**Your task**. Exactly as they stand, write out all of the entries again.

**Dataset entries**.
"""
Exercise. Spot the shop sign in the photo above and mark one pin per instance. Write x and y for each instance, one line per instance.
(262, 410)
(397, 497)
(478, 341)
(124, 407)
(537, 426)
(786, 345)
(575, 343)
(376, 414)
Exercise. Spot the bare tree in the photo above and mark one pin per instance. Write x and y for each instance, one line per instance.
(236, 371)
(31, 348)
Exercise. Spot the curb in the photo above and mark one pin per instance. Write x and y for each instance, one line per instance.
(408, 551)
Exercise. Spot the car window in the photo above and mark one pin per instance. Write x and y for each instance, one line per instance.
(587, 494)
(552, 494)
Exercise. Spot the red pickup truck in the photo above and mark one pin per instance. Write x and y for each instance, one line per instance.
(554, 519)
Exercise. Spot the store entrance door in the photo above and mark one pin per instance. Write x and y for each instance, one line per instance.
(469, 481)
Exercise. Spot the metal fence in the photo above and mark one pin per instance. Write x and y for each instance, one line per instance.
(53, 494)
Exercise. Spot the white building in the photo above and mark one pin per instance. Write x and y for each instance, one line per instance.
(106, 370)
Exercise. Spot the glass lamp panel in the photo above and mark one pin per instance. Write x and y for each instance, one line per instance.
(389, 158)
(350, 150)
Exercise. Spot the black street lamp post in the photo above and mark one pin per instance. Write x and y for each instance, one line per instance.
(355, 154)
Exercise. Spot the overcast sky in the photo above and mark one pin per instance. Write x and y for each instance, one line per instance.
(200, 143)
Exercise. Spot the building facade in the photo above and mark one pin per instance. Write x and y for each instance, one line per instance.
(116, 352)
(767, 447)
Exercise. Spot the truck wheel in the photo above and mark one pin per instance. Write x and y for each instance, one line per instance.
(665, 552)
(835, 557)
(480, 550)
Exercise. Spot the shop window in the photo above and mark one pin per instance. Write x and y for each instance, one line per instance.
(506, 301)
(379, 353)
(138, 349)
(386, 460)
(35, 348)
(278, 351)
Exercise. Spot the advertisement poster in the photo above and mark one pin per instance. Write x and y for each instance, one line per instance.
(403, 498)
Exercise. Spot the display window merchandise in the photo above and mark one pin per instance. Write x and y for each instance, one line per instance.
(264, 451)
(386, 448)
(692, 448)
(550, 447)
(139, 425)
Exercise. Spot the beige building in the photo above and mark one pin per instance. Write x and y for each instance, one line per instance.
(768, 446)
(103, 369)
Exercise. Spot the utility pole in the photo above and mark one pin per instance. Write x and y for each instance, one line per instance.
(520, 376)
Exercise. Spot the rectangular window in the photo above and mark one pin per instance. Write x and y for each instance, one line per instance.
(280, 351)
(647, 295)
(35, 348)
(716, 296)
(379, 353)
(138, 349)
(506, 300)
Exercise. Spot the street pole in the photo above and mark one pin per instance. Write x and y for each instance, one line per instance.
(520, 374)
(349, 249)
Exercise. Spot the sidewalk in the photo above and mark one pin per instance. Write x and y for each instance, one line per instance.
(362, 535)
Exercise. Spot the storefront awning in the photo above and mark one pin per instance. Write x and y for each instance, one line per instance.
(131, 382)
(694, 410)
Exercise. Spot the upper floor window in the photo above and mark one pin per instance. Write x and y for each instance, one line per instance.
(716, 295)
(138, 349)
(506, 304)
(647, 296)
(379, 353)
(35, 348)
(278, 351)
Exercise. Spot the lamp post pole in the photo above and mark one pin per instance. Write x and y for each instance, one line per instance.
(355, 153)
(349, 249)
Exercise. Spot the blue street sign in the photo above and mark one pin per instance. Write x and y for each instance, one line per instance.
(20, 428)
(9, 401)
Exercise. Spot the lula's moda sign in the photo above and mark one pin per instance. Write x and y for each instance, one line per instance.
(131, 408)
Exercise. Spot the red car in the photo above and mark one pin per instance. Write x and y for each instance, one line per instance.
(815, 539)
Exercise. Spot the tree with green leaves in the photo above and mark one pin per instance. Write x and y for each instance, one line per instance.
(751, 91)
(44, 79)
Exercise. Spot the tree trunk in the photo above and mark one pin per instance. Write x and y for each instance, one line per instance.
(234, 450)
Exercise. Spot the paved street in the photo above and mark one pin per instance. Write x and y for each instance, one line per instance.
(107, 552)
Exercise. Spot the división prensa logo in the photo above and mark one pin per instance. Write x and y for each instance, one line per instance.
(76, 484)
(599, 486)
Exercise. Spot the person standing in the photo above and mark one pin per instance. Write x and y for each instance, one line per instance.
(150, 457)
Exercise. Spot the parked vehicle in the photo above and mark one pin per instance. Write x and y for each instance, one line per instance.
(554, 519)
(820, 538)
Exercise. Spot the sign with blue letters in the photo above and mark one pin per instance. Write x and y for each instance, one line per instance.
"""
**Solution for this problem**.
Exercise. Spot the shop sign in the photo above and mark one pin per instance. Write x and y for each instance, one line per instance.
(262, 410)
(397, 497)
(478, 341)
(124, 407)
(537, 426)
(786, 345)
(575, 343)
(376, 414)
Exercise. Spot the bare tree in the photo above and mark one pin per instance. Write x and y for each instance, one line per instance.
(236, 371)
(31, 348)
Exercise. Spot the curb in the photo above and mark one pin per instance. Write x and y for each instance, one line per instance.
(408, 551)
Exercise. Spot the car window in the photo above and mark one pin per instance. Write x and y for each instance, one line per instance.
(587, 494)
(552, 494)
Exercise. Spot the red pickup truck in the photo above and mark one pin per instance. Write x and y for each instance, one line per instance.
(554, 519)
Exercise. Spot the store entrance door in the photo above and mark one pin per instance. Write x and y for each instance, one line per instance.
(469, 481)
Exercise. Spot the metal fence in the photo above and mark one pin per instance. Write x and y for each instance, one line per instance.
(53, 494)
Exercise. Spot the white building in the photo above and mark one pin per instance. Write x and y for each instance, one line per instance.
(106, 370)
Exercise. Spot the glass lamp panel in the photo above and mark one pin per instance. Write x and y for each instance, one line per instance.
(389, 158)
(350, 150)
Exercise. Spot the black street lamp post in the photo above and mark one pin per instance. Write x and y for each instance, one line per instance.
(355, 154)
Exercise. Spot the overcast sky in the photo above and mark one pin per instance. Write x and y for each instance, one line per instance.
(200, 143)
Exercise. Spot the building facade in the photo above and mark one pin per instance. Write x and y for each instance, one line per instance.
(116, 352)
(767, 447)
Exercise. Spot the truck wheel in the photo above and mark one pin per instance. Write x and y for each instance, one line per instance.
(665, 552)
(835, 557)
(480, 550)
Exercise. Spot the shop window in the photo above and mark one pin per instance. Write x and y for each instance, one line per instance.
(506, 301)
(379, 353)
(138, 349)
(386, 460)
(35, 348)
(278, 351)
Exercise. Spot the advertisement poster in the photo above and mark one pin per instance. Write x and y for each instance, one line per instance.
(403, 498)
Exercise. Spot the display window merchandise in the photo above and mark one pin per instance. Write x and y for each instance, one line per instance.
(264, 451)
(386, 448)
(692, 448)
(550, 447)
(139, 425)
Exercise. Spot the beige building in the photo above and mark one pin per instance. Write x and y for each instance, one line per instance.
(768, 446)
(103, 369)
Exercise. Spot the utility pole in the photo above and mark one pin per instance. Write x and y for each instance, one line per instance.
(520, 376)
Exercise. Spot the rectangular window in the photo above and mark one pin per instance. Write x and y for each instance, one line per instance.
(280, 351)
(647, 295)
(35, 348)
(716, 296)
(379, 353)
(138, 349)
(506, 300)
Exercise. Spot the street pole in the photo above and mark one pin per instance. Write x and y for each instance, one line per instance.
(520, 374)
(349, 249)
Exercise. Spot the sidewalk in the photo above and mark one pin per instance. Write x and y for each instance, one line per instance.
(362, 535)
Exercise. Spot the storefront awning in the photo above and mark one pin per instance. Write x and y for each instance, one line per instance.
(131, 382)
(694, 410)
Exercise. Spot the upper floor window in the photo above and mark one pin per instance. Write x and y for each instance, one line per instance.
(716, 295)
(138, 349)
(506, 304)
(647, 296)
(379, 353)
(35, 348)
(278, 351)
Exercise. Spot the lamp post pole in the photo above and mark one pin per instance. Write x and y for each instance, one line per instance.
(355, 153)
(349, 249)
Exercise. Spot the blue street sign in the photo above and mark one pin per instance. Write x and y for each instance, one line per instance.
(20, 428)
(9, 401)
Exercise. Spot the lula's moda sign in the photo above and mark one pin per instance. Write x and y for each instance, one line per instance.
(131, 408)
Exercise. Spot the red car in the photo above and mark one pin per instance. Write x and y for each instance, one line per instance.
(815, 539)
Exercise. Spot the tree with green leaves in the photo above and mark one pin per instance. Write x and y for each instance, one line per instance.
(751, 91)
(44, 79)
Exercise. Spot the tree trunk in the photo above and mark one pin per instance. Write x and y for each instance, one line per instance.
(234, 450)
Exercise. Spot the paved street in the photo above and mark one pin per instance. Write x and y for each instance, one line per instance.
(107, 552)
Exercise. Spot the división prensa logo in the photo above and mark one pin per instance. Write x and y for each instance, one line per instance.
(76, 484)
(599, 486)
Exercise. Spot the person standing in the photo above and mark one pin per instance. Write x and y for each instance, one line per instance.
(150, 457)
Exercise. Spot the parked vehicle in the photo above and mark one pin per instance. Write x and y for each instance, one line per instance.
(554, 519)
(820, 538)
Exercise. Spot the sign with blue letters in the photo above and mark one pin per instance. Write x and y for each instance, one line per instance.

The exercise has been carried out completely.